Written exercise: Locate each line below that contains the word "icon" and copy those lines out. Treat uppercase and lowercase letters as different.

Source data:
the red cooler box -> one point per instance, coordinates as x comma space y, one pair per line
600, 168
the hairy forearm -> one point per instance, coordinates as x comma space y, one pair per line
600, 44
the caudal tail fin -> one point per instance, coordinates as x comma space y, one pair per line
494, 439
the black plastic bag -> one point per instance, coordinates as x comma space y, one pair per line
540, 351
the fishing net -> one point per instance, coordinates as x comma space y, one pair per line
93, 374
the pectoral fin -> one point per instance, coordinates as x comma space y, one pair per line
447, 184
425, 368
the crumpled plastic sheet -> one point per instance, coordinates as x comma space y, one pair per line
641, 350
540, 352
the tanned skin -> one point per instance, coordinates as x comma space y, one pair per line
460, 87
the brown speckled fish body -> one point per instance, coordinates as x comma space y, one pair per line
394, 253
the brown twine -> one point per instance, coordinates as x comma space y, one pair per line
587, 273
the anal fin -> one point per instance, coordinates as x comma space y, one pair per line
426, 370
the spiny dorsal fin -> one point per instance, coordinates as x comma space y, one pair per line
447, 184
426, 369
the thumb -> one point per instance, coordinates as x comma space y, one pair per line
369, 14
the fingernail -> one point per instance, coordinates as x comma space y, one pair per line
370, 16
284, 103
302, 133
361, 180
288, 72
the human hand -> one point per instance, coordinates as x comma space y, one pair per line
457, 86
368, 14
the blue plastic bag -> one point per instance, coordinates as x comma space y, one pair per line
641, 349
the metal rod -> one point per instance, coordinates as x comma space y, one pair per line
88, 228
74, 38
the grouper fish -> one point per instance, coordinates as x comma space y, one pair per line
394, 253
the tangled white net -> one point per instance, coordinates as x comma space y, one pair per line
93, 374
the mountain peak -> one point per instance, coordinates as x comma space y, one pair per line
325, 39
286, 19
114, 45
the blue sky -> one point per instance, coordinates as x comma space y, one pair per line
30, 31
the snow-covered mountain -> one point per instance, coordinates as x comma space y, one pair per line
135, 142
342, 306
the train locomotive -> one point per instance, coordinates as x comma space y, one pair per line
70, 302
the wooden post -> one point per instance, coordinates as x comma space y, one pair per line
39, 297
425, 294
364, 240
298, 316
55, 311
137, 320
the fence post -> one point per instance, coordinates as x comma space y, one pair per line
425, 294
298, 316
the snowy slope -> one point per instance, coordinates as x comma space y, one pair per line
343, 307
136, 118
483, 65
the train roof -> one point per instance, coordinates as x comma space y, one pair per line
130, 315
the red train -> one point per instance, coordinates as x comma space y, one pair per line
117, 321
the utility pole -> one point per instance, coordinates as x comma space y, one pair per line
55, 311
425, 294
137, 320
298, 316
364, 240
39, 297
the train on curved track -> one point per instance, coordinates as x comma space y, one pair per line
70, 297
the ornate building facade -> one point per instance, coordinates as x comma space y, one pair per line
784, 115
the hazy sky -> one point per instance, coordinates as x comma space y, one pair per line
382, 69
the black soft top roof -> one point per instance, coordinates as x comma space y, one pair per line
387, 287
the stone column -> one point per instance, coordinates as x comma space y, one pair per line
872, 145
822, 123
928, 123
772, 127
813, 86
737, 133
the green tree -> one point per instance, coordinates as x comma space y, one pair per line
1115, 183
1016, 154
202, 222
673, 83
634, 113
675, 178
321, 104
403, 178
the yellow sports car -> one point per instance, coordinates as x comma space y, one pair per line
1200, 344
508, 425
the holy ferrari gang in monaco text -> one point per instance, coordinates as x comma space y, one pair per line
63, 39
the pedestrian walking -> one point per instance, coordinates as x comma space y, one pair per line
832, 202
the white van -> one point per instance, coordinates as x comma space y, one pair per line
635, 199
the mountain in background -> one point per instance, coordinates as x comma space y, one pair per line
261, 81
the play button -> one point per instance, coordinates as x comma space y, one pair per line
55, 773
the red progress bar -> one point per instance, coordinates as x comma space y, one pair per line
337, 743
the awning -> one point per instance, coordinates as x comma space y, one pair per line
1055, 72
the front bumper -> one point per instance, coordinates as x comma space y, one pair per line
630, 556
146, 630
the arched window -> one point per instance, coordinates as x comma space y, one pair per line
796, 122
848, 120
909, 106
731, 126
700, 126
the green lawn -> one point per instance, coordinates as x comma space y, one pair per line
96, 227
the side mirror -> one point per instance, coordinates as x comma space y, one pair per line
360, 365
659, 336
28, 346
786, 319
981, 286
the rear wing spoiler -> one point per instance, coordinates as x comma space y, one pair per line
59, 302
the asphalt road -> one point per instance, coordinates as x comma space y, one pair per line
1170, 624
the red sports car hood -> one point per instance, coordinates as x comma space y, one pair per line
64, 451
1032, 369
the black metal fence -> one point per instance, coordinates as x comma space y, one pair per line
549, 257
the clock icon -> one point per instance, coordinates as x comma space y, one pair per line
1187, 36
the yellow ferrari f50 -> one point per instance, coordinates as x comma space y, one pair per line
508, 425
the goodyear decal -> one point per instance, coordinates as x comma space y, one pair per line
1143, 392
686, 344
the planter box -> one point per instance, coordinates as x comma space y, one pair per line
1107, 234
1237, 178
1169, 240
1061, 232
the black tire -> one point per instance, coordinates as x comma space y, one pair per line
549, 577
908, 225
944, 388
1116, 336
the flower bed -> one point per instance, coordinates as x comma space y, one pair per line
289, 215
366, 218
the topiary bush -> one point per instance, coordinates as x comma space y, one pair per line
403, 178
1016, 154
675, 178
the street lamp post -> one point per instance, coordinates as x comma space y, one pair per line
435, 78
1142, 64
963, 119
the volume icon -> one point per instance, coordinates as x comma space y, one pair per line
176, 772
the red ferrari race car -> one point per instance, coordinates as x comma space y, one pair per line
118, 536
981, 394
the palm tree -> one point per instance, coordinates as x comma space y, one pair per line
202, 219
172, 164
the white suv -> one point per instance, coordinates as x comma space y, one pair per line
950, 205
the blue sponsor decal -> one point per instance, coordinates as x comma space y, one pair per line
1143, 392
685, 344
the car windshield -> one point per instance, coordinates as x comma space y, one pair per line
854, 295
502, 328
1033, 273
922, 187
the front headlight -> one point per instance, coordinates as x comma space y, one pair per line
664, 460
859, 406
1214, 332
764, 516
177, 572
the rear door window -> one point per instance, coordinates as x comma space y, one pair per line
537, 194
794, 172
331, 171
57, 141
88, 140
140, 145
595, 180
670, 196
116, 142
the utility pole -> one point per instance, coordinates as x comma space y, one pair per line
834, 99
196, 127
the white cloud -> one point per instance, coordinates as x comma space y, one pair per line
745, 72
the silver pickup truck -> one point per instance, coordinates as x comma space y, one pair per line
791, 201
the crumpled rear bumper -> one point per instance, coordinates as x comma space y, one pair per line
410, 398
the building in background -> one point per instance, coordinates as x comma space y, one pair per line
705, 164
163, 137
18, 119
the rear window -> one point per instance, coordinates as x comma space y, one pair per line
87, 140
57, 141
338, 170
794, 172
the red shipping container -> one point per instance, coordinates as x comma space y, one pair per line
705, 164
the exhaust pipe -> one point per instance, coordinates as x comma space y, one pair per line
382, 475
...
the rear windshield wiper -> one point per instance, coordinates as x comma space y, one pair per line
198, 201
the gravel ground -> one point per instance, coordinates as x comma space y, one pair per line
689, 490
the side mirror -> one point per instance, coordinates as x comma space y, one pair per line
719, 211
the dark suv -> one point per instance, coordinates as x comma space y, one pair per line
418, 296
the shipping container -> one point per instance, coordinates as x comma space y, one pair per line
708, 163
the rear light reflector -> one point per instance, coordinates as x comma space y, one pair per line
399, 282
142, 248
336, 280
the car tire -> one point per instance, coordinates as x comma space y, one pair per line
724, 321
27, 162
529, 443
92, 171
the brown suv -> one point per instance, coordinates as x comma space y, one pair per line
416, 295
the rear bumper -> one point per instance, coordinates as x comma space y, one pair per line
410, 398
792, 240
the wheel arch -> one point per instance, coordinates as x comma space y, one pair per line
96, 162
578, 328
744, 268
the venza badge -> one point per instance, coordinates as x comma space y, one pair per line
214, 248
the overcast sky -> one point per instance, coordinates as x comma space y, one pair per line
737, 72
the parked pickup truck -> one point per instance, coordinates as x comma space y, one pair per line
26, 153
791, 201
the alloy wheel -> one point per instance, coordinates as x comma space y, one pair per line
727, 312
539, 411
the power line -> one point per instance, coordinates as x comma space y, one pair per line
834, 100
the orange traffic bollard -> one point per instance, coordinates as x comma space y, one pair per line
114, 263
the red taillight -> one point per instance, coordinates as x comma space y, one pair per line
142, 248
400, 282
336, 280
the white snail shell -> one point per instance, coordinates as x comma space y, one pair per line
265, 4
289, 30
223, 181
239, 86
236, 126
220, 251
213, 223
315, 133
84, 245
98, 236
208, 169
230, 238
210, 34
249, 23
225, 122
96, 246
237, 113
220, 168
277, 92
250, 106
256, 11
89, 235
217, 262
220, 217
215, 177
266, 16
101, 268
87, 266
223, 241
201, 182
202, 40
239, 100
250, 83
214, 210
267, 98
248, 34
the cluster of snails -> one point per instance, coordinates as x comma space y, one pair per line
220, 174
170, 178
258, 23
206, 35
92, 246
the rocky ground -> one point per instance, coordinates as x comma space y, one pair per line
* * *
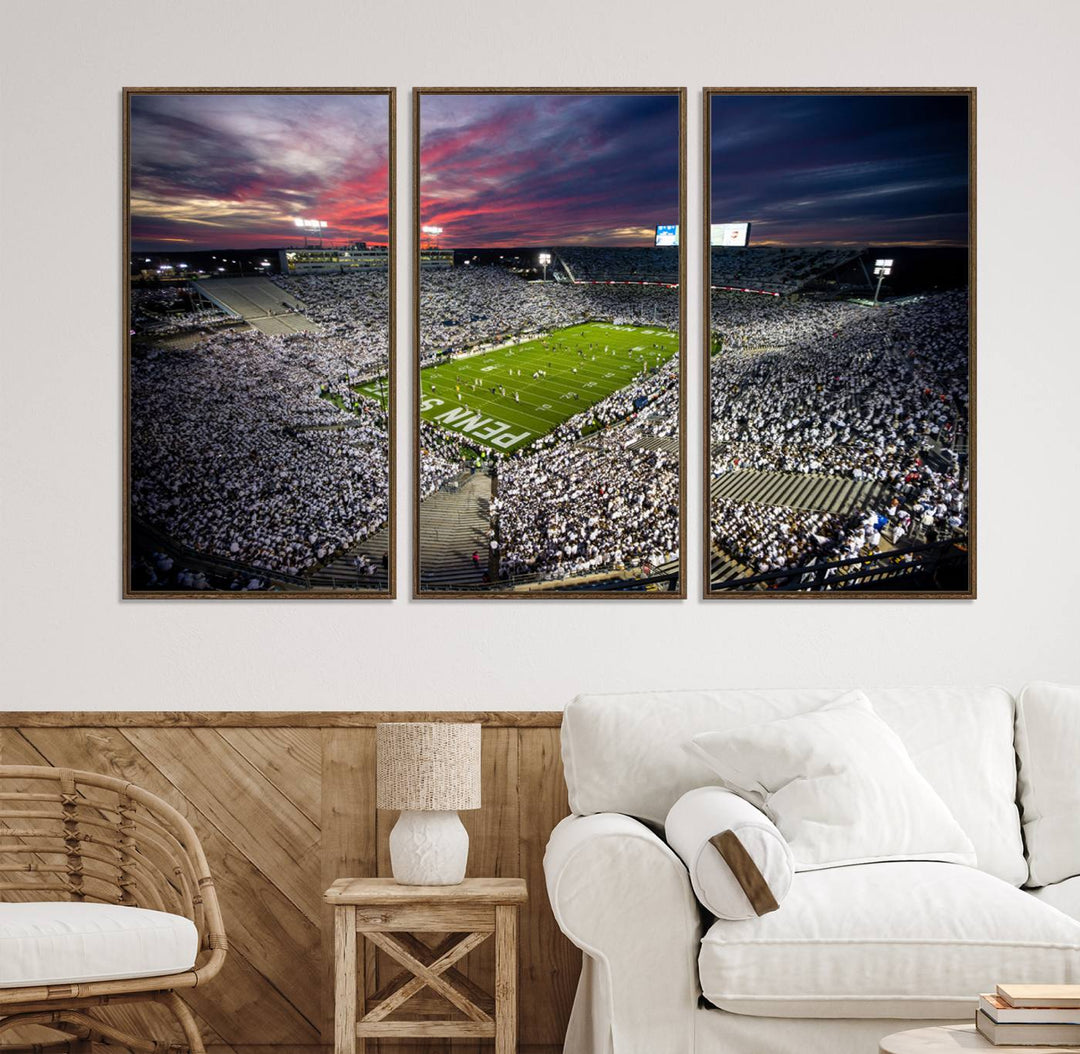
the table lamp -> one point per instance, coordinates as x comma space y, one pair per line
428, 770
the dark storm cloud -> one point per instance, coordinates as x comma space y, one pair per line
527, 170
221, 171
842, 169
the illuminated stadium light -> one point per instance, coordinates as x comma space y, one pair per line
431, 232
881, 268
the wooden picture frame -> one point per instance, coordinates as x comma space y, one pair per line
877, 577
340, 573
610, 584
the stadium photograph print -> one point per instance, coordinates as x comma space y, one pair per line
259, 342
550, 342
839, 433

Result of the exercise:
the clock icon -> one point per instance, coordinates as x comma space y, one pair per line
the volume icon -> one point per instance, coordinates as x comma space y, one pair per line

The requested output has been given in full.